__Task instructions__
1. Answer these questions using the object-parts excerpt.
(a) What is N in the N-dimensional matrices?
(b) Parts with a detection confidence below what fraction of the median of all confidence values are removed?
(c) Which dataset is used for recognition in the experiments?
2. Reproduce the part of the object-parts excerpt that opens with the words containing "Possible part combinations" and closes with "constitute the object.".

Figure 4: Conceptual visualization of the matrices that capture which combinations are allowed.
Possible part combinations are checked for their allowance, based on the knowledge. These sub-
matrices are combined into one final matrix to choose part-combinations from. For visualization
purposes only 3D matrices are shown. In reality the matrices are N-dimensional, with N the number
of parts that constitute the object.

   After the part-combination is selected, post-processing is applied. To take the possibility of missing
or occluded parts into account, parts that have a detection confidence lower than 0.6 times the median
of all confidence values are probably wrong detections and are removed. When multiple parts of the
same class are in the object definition (two wheels for example), parts of this class are removed when
their detection confidence is lower than 0.6 times the median of all the confidence values of this class.

4. Experiments
  The experiments are performed on the PASCAL VOC dataset [16] for recognition and on
downloaded bicycle images for localization. We selected the bicycle as the object of interest, to validate
ZERO. To learn the object parts, the annotations from [7] are used.

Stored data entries
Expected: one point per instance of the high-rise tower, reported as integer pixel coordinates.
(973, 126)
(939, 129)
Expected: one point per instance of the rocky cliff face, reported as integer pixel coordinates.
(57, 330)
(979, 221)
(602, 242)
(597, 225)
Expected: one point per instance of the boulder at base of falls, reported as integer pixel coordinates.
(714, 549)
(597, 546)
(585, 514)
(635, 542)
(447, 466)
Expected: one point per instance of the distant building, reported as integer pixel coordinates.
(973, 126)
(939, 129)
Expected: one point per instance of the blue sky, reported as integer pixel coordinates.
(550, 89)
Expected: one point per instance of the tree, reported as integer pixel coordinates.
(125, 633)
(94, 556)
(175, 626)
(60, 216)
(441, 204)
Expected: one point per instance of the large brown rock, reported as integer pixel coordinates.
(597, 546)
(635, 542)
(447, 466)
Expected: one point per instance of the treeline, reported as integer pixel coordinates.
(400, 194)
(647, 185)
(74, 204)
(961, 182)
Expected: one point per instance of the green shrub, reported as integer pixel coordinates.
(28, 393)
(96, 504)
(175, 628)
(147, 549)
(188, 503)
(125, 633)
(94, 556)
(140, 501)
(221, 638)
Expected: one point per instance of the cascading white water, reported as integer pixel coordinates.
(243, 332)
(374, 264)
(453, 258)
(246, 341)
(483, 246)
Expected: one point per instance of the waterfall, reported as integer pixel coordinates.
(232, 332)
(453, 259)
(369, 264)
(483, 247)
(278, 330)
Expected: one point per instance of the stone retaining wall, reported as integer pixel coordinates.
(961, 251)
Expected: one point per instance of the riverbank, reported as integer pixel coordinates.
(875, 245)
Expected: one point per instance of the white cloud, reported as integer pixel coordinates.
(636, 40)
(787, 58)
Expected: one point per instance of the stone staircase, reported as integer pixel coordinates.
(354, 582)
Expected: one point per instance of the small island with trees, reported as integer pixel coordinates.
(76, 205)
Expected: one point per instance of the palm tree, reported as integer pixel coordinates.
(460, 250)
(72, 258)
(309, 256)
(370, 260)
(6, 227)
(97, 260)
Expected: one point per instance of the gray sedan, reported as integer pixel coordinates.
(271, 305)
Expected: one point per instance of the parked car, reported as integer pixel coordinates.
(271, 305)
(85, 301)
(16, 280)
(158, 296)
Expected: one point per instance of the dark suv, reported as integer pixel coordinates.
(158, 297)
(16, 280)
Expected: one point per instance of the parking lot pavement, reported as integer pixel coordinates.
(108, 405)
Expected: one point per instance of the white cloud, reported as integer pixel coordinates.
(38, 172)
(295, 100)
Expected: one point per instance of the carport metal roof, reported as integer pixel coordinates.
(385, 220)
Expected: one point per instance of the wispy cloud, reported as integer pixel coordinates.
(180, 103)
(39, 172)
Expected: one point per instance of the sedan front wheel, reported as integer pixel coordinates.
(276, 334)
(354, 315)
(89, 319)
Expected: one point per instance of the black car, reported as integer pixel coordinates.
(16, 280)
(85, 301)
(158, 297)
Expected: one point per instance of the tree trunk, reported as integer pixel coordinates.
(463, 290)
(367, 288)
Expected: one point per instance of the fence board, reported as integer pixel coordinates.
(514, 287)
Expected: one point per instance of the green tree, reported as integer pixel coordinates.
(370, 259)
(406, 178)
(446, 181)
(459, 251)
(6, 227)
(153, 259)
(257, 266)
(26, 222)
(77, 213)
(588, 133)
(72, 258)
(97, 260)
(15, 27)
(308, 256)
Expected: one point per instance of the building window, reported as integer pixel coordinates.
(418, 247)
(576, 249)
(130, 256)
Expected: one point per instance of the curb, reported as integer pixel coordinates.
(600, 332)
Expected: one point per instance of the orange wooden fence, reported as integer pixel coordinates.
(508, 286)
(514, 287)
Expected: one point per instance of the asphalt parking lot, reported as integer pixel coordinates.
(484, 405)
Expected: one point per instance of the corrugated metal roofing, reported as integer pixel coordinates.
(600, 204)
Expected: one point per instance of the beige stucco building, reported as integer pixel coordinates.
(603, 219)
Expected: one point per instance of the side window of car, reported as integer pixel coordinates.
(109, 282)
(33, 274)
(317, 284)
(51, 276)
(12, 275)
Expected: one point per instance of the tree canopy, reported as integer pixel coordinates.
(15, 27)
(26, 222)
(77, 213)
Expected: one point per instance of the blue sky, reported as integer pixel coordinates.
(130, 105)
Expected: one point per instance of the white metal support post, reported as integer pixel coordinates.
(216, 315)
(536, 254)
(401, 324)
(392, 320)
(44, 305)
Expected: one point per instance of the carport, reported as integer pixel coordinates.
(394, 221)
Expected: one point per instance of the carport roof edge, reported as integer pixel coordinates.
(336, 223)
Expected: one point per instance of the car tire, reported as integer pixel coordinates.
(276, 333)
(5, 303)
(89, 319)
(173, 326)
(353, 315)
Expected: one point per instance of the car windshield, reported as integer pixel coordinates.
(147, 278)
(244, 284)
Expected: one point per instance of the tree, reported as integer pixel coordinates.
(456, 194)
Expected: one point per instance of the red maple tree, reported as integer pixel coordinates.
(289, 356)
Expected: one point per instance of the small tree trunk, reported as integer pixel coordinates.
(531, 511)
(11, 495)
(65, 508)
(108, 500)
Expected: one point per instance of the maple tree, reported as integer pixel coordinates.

__Worked solutions__
1.
(a) N is the number of parts that constitute the object.
(b) 0.6 times the median.
(c) The PASCAL VOC dataset.

2.
Possible part combinations are checked for their allowance, based on the knowledge. These sub-
matrices are combined into one final matrix to choose part-combinations from. For visualization
purposes only 3D matrices are shown. In reality the matrices are N-dimensional, with N the number
of parts that constitute the object.